* [Ausgewählter Textauszug]:
┄┄┄┄┄┄┄┄┄┄┄┄┄┄┄┄┄┄┄┄
Schillers Abhandlung „Über Anmut und Würde“ in der praktischen Analyse in Bezug auf sein Drama "Die Jungfrau von Orleans"


Term Paper, 2010

16 Pages, Grade: 1,3


Excerpt


Gliederung

Königsberger Sinnensklaverei: Schillers Ausgangslage

Über Anmut und Würde führt die Veredelung: Zur Ethik

Über Anmut und Würde führt die Veredelung: Zur Ästhetik

Geschlechterdifferenzen in der Abhandlung

Die Jungfrau von Orleans- Sinnbild und Querulantin

Bellizistische Hand Gottes oder anmutige Eigenregie?

Das Haupt der Medusa

Königsberger Sinnensklaverei: Schillers Ausgangslage

Im Jahr 1793, nach nur etwa sechs Wochen Schreibarbeit, erscheint die Schrift „Über Anmut und Würde“, jenes ästhetische Werk, mit dem sich Schiller zum ersten Mal auf das fremde Terrain der praktischen Philosophie begibt, um sich dort an der Gegendarstellung zu einem äußerst populären Thema zu erproben; doch der Philosoph, den er herausfordert und revidieren will, ist eine mächtige Instanz: Immanuel Kant.

Acht Jahre zuvor, 1785, hat Kant mit der „Grundlegung zur Metaphysik der Sitten“ eine Ethik vorgelegt, an deren rigider „[…] dualistischer Erstarrung […]“[1] von Sinnlichkeit einerseits und Sittlichkeit andererseits sich der flammende Protest Schillers entzündet. Anders als für den moralischen Grandseigneur ist für Schiller die Vorstellung unerträglich, […] die unterdrückende Vernunft […] selbst zur blinden Macht [zu erheben], wie sie die Natur ursprünglich ist.“[2] Anstelle einer Sollensphilosophie, in deren Konzept die Moral des Individuums stets über seine natürlichen Begierden herrscht, möchte Schiller eine auf Harmonie aller Wesenskonstituenten basierende Ethik entwickeln. Die pure Vernunft als alleinigen Motor des (guten) Menschen zu isolieren, zu ihren Gunsten also eine andere humane Kraft zu opfern, erscheint ihm als „[…] ein garstiges Zerrbild der Freiheit.“[3] Was außerdem geschieht, wenn sich Massen unter dem Banner rein ideeller, vorgeblich vernünftiger Ziele zusammenrotten, hat die deutsche Kulturelite kurz zuvor im Nachbarland erfahren. Als Schillers Abhandlung „Über Anmut und Würde“ im Juni 1793 in der Zeitschrift „Neue Thalia“ veröffentlicht wird, ist in Frankreich gerade der Grande Terreur losgebrochen; das erste Projekt unter der Ägide der Vernunft in Europa ertrinkt in Blut, und Schiller erkennt, dass seine kürzlich übersandte französische Ehrenbürgerschaft vor dem Hintergrund dieses eklatanten Widerspruchs zur leeren Makulatur wird.
┄┄┄┄┄┄┄┄┄┄┄┄┄┄┄┄┄┄┄┄
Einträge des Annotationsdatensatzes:
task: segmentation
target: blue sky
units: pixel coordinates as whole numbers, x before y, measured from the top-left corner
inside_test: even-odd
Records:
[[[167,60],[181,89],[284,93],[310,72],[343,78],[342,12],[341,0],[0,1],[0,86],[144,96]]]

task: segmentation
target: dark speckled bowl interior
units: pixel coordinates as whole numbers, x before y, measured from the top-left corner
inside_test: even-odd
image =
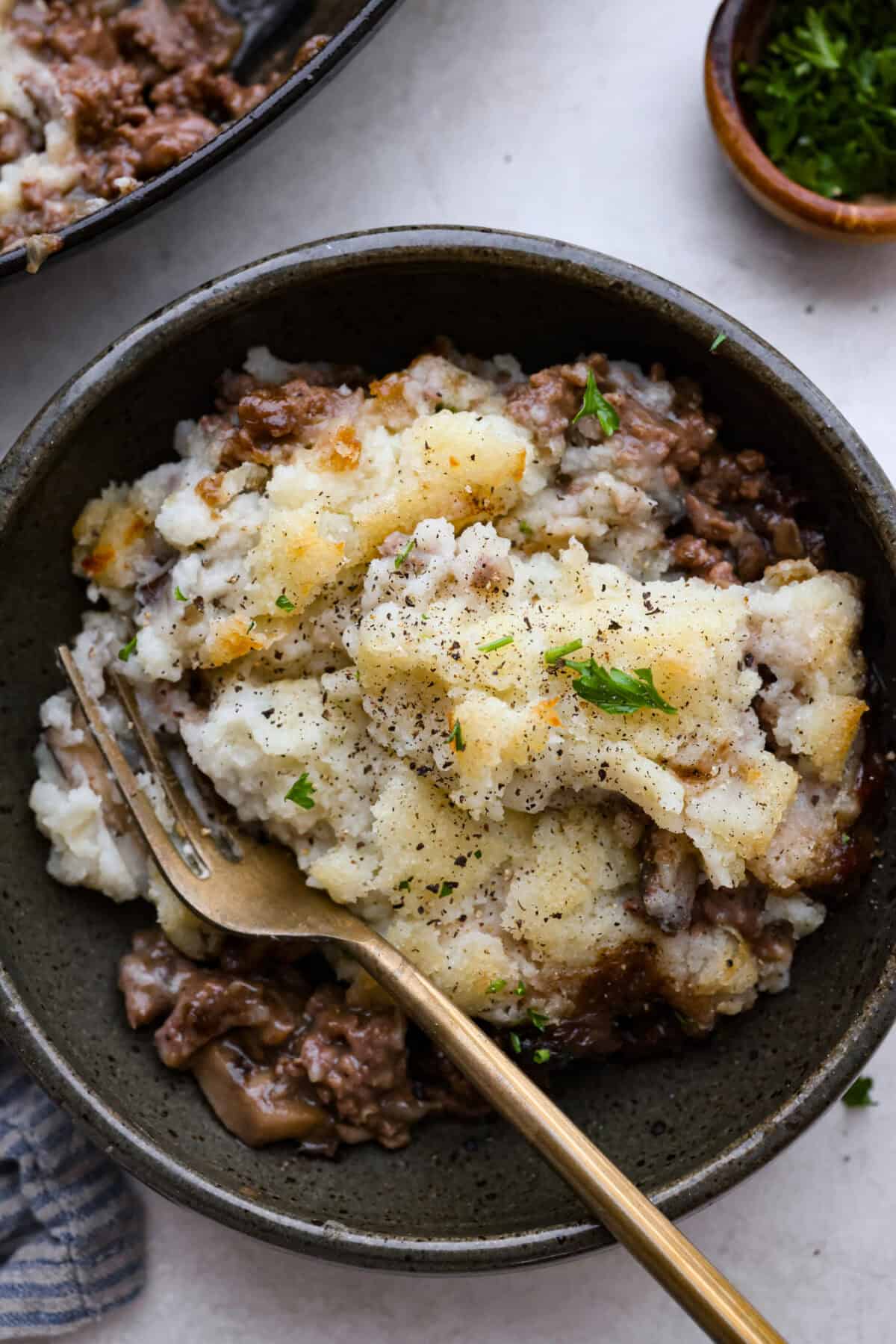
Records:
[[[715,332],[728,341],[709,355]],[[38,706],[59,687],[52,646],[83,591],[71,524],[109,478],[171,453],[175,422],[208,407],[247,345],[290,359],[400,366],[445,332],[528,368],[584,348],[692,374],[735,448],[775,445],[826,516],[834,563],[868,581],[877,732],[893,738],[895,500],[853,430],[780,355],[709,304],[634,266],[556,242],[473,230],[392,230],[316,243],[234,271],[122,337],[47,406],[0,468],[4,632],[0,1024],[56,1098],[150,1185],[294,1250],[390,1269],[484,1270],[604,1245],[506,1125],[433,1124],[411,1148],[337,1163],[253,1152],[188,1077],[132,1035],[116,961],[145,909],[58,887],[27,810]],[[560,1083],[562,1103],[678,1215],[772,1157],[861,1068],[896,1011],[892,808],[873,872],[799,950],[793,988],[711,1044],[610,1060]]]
┄┄┄┄┄┄┄┄┄┄┄┄┄┄┄┄┄┄┄┄
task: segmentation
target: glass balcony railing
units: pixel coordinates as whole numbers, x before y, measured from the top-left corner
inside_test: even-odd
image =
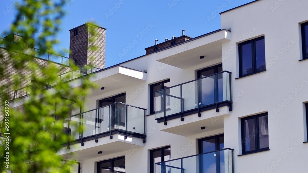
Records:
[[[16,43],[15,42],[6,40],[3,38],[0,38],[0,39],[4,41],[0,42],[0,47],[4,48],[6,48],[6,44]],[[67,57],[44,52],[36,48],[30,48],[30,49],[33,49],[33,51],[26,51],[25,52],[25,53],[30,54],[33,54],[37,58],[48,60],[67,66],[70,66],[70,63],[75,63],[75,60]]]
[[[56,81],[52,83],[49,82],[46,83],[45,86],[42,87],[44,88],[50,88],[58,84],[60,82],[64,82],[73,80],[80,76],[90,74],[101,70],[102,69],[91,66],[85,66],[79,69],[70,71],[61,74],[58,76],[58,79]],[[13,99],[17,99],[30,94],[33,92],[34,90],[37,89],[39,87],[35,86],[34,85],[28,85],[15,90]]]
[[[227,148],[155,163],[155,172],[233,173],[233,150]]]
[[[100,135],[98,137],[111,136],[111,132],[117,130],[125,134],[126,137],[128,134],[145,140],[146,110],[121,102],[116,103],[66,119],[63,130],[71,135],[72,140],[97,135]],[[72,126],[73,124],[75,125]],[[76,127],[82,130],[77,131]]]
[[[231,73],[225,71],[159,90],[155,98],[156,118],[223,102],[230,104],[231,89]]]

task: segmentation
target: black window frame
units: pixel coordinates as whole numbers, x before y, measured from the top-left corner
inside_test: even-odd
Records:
┄┄┄┄┄┄┄┄┄┄┄┄┄┄┄┄┄┄┄┄
* [Aufgaben]:
1. Schreiben Sie aus dem Text über Schillers Abhandlung „Über Anmut und Würde“ den Abschnitt wörtlich heraus. Beginnen Sie bei den Worten, die „Die Jungfrau von Orleans- Sinnbild“ enthalten, und enden Sie nach „Instanz: Immanuel Kant.“.
2. Zeigen Sie jede Zeile der Datensätze, die die Zeichenfolge „target“ enthält.

* [Erwartete Ausgaben]:
1.
Die Jungfrau von Orleans- Sinnbild und Querulantin

Bellizistische Hand Gottes oder anmutige Eigenregie?

Das Haupt der Medusa

Königsberger Sinnensklaverei: Schillers Ausgangslage

Im Jahr 1793, nach nur etwa sechs Wochen Schreibarbeit, erscheint die Schrift „Über Anmut und Würde“, jenes ästhetische Werk, mit dem sich Schiller zum ersten Mal auf das fremde Terrain der praktischen Philosophie begibt, um sich dort an der Gegendarstellung zu einem äußerst populären Thema zu erproben; doch der Philosoph, den er herausfordert und revidieren will, ist eine mächtige Instanz: Immanuel Kant.

2.
target: blue sky
target: dark speckled bowl interior
target: glass balcony railing
target: black window frame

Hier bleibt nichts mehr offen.